◆ Aim of the exercise:
Summarize the text on the Celaya massacre in two sentences.

- Location: 20°32′34″N 100°49′17″W﻿ / ﻿20.542702011261866°N 100.82150286978519°W Valle Hermoso, Celaya, Guanajuato, Mexico
- Date: 23 May 2022 22:00 (CDT)
- Target: Jalisco New Generation Cartel members
- Attack type: Spree shooting, Arson
- Weapons: Assault rifles, Molotov cocktails
- Deaths: 11
- Injured: 5
- Perpetrators: 15 gunmen of the Santa Rosa de Lima Cartel
- Motive: Gang war

= Celaya massacre =

Attack in Central Mexico

On 23 May 2022, eleven people were killed in a mass shooting at the Gala Hotel and a nearby bar in Celaya, Guanajuato, Mexico.

At about 10 p.m. CDT on 23 May 2022, 15 hooded gunmen from the Santa Rosa de Lima Cartel stormed the Gala Hotel in Celaya. The hotel had a bar at street level, which they stormed into and killed two men and women. The gunmen then entered a bar across the street and killed another man and five women. They reportedly threw molotov cocktails, and torched the hotel, starting a fire which was later put out. One person died in hospital, bringing the total to eleven, with eight women and three men. The attackers left a message on a piece of cardboard referring to the Jalisco New Generation Cartel and three dismembered bodies which were found hours before the attack.

◆ Information given:
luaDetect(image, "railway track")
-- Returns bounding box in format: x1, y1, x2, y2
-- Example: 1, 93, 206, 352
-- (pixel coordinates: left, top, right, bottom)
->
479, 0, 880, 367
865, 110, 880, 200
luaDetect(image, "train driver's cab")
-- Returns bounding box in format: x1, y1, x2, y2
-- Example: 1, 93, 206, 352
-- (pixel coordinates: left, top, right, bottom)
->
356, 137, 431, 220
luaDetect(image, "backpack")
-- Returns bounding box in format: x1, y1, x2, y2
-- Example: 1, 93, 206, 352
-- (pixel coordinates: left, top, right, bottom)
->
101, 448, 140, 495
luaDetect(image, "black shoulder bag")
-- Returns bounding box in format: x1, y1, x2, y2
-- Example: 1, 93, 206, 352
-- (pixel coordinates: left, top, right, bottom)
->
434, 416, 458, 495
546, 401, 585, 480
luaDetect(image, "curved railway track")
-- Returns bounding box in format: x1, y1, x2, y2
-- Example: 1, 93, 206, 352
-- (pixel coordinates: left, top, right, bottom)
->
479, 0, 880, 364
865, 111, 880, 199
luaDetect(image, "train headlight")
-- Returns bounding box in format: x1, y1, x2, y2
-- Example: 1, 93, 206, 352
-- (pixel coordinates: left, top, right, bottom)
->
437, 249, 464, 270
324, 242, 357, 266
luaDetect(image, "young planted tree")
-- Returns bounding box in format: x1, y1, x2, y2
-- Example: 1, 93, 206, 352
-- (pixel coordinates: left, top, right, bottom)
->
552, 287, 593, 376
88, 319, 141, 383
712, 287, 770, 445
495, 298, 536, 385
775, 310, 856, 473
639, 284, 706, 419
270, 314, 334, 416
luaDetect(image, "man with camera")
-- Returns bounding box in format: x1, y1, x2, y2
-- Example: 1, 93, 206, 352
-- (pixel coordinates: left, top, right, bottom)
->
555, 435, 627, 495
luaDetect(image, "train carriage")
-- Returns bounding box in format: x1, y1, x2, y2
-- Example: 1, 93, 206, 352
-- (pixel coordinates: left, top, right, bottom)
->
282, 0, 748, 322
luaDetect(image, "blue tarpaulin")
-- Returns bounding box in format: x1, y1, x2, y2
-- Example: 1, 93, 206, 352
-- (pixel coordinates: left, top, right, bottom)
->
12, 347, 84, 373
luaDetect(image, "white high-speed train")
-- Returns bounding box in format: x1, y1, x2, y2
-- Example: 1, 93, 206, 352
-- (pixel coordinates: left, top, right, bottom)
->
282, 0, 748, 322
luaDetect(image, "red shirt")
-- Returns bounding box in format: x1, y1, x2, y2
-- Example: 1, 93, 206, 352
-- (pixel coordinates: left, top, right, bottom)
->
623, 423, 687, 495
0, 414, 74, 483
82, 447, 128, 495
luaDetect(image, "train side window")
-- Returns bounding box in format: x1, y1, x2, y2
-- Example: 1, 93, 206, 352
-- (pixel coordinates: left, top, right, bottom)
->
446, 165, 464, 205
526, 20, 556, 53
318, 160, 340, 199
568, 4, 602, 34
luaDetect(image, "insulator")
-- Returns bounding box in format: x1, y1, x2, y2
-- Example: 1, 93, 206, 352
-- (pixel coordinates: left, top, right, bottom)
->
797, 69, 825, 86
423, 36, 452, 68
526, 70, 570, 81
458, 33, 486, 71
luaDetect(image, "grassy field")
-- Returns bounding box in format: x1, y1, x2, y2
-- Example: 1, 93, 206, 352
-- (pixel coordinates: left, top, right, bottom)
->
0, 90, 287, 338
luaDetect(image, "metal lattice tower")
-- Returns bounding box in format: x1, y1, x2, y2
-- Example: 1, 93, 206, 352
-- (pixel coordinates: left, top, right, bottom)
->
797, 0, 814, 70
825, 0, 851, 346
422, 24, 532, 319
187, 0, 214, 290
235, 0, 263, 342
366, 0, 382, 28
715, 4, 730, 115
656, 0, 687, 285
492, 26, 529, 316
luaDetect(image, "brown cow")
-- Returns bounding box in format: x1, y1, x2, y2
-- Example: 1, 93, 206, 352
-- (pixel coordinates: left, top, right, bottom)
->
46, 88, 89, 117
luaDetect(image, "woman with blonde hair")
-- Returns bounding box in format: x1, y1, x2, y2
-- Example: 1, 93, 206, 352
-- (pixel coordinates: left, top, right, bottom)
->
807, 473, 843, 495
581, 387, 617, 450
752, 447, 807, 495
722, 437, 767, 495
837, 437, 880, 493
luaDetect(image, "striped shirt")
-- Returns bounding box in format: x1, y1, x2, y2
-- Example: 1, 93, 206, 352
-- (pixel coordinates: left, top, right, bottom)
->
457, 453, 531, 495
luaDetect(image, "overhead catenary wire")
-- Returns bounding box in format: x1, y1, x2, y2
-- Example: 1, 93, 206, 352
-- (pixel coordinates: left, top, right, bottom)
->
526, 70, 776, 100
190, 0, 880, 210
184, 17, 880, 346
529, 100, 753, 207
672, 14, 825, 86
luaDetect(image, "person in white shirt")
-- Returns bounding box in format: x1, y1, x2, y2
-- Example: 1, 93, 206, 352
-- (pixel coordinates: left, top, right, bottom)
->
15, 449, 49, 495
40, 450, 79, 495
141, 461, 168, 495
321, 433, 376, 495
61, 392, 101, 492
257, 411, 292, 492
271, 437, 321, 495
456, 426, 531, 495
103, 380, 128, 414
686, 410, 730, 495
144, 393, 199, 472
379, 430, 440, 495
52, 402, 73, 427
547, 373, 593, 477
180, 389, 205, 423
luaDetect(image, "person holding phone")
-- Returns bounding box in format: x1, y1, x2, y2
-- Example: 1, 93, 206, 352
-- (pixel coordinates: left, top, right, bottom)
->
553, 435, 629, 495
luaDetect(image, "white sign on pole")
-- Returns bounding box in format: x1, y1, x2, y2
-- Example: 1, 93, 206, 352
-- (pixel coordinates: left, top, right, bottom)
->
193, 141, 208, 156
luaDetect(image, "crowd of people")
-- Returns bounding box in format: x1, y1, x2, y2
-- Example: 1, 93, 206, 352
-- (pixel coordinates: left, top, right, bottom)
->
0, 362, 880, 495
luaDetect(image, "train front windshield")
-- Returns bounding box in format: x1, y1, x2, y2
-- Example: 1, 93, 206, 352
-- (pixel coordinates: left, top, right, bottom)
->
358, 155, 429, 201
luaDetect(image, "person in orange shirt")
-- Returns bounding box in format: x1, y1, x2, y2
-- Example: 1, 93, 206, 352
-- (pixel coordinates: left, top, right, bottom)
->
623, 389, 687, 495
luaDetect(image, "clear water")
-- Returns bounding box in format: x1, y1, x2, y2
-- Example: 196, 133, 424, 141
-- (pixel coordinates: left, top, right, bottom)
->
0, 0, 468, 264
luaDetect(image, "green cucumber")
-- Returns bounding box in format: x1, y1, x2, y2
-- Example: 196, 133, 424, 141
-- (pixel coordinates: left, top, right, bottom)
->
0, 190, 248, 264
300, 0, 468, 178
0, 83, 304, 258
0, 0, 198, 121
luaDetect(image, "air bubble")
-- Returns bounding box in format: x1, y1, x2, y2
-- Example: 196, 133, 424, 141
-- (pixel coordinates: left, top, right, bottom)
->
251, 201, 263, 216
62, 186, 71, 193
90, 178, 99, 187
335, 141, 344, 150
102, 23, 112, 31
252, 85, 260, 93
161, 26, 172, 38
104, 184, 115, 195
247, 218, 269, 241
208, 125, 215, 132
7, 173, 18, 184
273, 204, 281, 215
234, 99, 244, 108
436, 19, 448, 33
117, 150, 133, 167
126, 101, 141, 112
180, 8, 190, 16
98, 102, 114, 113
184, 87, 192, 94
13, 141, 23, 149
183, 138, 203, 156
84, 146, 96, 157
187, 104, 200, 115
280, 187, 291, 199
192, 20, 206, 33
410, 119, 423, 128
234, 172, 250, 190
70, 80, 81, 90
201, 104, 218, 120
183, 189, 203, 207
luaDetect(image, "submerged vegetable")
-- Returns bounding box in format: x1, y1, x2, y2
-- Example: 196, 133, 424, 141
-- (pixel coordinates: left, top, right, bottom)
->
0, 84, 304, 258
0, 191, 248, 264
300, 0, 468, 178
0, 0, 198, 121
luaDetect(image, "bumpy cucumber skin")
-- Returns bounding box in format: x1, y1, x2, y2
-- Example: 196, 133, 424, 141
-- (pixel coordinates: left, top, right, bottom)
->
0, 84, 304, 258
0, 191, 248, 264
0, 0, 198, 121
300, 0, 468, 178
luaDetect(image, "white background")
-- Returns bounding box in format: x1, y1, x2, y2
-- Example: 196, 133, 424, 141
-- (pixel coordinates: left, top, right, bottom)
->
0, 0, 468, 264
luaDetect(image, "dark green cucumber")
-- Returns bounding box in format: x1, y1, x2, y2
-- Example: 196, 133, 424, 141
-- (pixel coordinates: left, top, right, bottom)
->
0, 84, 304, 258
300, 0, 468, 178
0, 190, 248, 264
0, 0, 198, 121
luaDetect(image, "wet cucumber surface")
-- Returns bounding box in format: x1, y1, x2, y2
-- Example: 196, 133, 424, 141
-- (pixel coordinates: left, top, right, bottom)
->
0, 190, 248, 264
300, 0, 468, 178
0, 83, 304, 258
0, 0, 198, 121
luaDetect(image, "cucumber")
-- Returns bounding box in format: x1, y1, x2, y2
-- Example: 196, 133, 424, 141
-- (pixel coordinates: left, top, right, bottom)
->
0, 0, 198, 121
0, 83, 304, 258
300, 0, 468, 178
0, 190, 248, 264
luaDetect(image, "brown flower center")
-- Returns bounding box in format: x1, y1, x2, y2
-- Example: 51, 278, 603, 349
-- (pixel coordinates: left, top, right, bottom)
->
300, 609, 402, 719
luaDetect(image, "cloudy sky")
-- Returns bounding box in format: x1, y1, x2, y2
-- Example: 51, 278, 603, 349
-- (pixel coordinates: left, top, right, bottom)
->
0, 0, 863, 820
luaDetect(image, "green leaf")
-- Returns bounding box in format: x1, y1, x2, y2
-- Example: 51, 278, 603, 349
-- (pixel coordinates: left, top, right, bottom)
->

◆ Response for this exercise:
On 23 May 2022, at about 10 p.m. CDT, 15 hooded gunmen from the Santa Rosa de Lima Cartel attacked the Gala Hotel and a bar across the street in Celaya, Guanajuato, Mexico, killing eleven people: eight women and three men. They reportedly threw Molotov cocktails and set the hotel on fire, and they left a cardboard message referring to the Jalisco New Generation Cartel.